▶ AIM: The records that follow are to be transcribed in full, without their images.

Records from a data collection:
* Start *

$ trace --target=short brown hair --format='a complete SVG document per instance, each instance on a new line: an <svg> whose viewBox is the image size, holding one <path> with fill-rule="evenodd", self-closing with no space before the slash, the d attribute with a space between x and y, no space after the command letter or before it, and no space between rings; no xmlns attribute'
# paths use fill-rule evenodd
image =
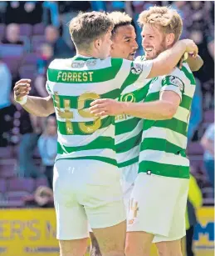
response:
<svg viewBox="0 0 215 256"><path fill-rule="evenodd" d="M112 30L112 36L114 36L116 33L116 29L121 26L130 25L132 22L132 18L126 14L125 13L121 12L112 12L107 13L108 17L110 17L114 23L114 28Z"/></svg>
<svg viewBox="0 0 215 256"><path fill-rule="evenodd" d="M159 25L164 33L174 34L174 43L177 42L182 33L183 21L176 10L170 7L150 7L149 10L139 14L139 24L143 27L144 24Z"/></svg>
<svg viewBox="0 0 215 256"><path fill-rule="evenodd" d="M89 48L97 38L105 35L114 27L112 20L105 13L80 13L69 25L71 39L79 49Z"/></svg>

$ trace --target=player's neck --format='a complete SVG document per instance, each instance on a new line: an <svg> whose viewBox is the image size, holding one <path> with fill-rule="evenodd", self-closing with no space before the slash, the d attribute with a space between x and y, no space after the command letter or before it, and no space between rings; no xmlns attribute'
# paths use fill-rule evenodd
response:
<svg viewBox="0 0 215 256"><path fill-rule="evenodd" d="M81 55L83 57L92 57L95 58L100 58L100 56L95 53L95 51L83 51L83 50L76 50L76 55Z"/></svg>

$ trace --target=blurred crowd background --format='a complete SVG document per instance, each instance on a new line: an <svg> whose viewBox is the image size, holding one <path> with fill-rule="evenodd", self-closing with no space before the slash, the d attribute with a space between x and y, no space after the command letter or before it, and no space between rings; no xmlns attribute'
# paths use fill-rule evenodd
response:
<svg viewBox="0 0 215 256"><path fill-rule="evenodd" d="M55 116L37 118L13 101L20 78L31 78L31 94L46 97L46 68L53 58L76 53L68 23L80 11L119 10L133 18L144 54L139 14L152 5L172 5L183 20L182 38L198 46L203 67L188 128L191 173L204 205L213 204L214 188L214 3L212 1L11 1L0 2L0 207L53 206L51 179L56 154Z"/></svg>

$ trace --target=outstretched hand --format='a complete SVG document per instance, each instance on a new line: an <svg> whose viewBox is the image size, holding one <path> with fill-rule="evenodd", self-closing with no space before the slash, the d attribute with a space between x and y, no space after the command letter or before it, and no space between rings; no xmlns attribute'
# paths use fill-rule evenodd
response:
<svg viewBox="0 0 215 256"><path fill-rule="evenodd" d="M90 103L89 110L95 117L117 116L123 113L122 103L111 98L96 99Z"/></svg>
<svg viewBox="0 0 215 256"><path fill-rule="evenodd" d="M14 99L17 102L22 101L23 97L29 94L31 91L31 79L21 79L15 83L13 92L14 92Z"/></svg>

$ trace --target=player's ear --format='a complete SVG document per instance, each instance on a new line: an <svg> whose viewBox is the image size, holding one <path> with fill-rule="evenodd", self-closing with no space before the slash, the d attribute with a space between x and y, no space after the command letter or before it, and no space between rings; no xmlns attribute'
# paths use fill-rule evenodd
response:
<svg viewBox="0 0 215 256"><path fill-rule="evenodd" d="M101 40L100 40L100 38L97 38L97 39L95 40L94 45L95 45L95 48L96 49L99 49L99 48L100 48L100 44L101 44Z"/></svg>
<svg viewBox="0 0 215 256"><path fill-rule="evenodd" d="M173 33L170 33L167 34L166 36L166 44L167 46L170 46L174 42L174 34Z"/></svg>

* End *

▶ RESPONSE:
$ trace --target=short brown hair --format='a complete SVG document per instance, each instance on a new line: an <svg> whose viewBox is the image size, holding one <path> with fill-rule="evenodd", self-closing with no space before the slash, the d attribute with a space between x and y, no space after the command letter or before it, and no space between rings; no xmlns attribute'
# paths use fill-rule evenodd
image =
response:
<svg viewBox="0 0 215 256"><path fill-rule="evenodd" d="M112 30L112 36L114 36L116 33L116 29L121 26L130 25L132 22L132 18L126 14L125 13L121 12L112 12L107 13L108 17L110 17L114 23L114 28Z"/></svg>
<svg viewBox="0 0 215 256"><path fill-rule="evenodd" d="M159 25L164 33L174 34L174 43L177 42L182 33L183 21L176 10L170 7L150 7L149 10L139 14L139 24L143 27L144 24Z"/></svg>
<svg viewBox="0 0 215 256"><path fill-rule="evenodd" d="M89 48L97 38L105 35L114 27L112 20L105 13L80 13L69 25L71 39L79 49Z"/></svg>

$ trace --target=player's neck --format='a complete SVG document per instance, each instance on a new line: an <svg> whose viewBox is the image size, holding one <path> with fill-rule="evenodd", self-closing with no space before the slash, the d attribute with a space between x and y, no space after the command letter or before it, and no space between rings; no xmlns attribute'
# paths use fill-rule evenodd
response:
<svg viewBox="0 0 215 256"><path fill-rule="evenodd" d="M81 55L83 57L92 57L95 58L100 58L100 56L95 53L95 51L83 51L83 50L76 50L76 55Z"/></svg>

$ trace --target=blurred crowd background --format='a complete SVG document per instance, each instance on a new line: an <svg> whose viewBox is the image size, holding one <path> with fill-rule="evenodd", self-closing with no space before the slash, the d attribute with a space between x and y, no space after the command letter or before it, and no space between rings; no xmlns attribute'
# paths use fill-rule evenodd
response:
<svg viewBox="0 0 215 256"><path fill-rule="evenodd" d="M55 116L37 118L13 101L20 78L31 78L31 94L46 97L46 68L53 58L76 53L68 23L80 11L119 10L133 18L144 54L139 14L152 5L172 5L183 20L182 38L198 46L203 67L188 128L191 173L204 205L213 204L214 188L214 3L212 1L11 1L0 2L0 207L53 206L51 179L56 154Z"/></svg>

$ trace --target=outstretched hand --format='a complete SVG document per instance, each instance on a new line: an <svg> whose viewBox is the image size, holding one <path> with fill-rule="evenodd", self-closing with no space before the slash, the d attribute with a space between x and y, no space after the command letter or before it, and no space between rings; no xmlns attribute'
# paths use fill-rule evenodd
response:
<svg viewBox="0 0 215 256"><path fill-rule="evenodd" d="M90 103L89 110L95 117L117 116L123 113L122 103L111 98L96 99Z"/></svg>
<svg viewBox="0 0 215 256"><path fill-rule="evenodd" d="M14 99L17 102L22 101L23 97L29 94L31 91L31 79L21 79L15 83L13 92L14 92Z"/></svg>

$ trace --target=player's ear --format='a complete SVG document per instance, each instance on a new line: an <svg> whose viewBox is the image size, holding one <path> with fill-rule="evenodd", self-closing with no space before the slash, the d attribute with a space between x and y, no space after the command letter or before it, and no space between rings; no xmlns attribute'
# paths use fill-rule evenodd
response:
<svg viewBox="0 0 215 256"><path fill-rule="evenodd" d="M101 40L100 40L100 38L97 38L97 39L95 40L94 45L95 45L95 48L96 49L99 49L99 48L100 48L100 44L101 44Z"/></svg>
<svg viewBox="0 0 215 256"><path fill-rule="evenodd" d="M173 33L170 33L167 34L166 36L166 44L167 46L170 46L174 42L174 34Z"/></svg>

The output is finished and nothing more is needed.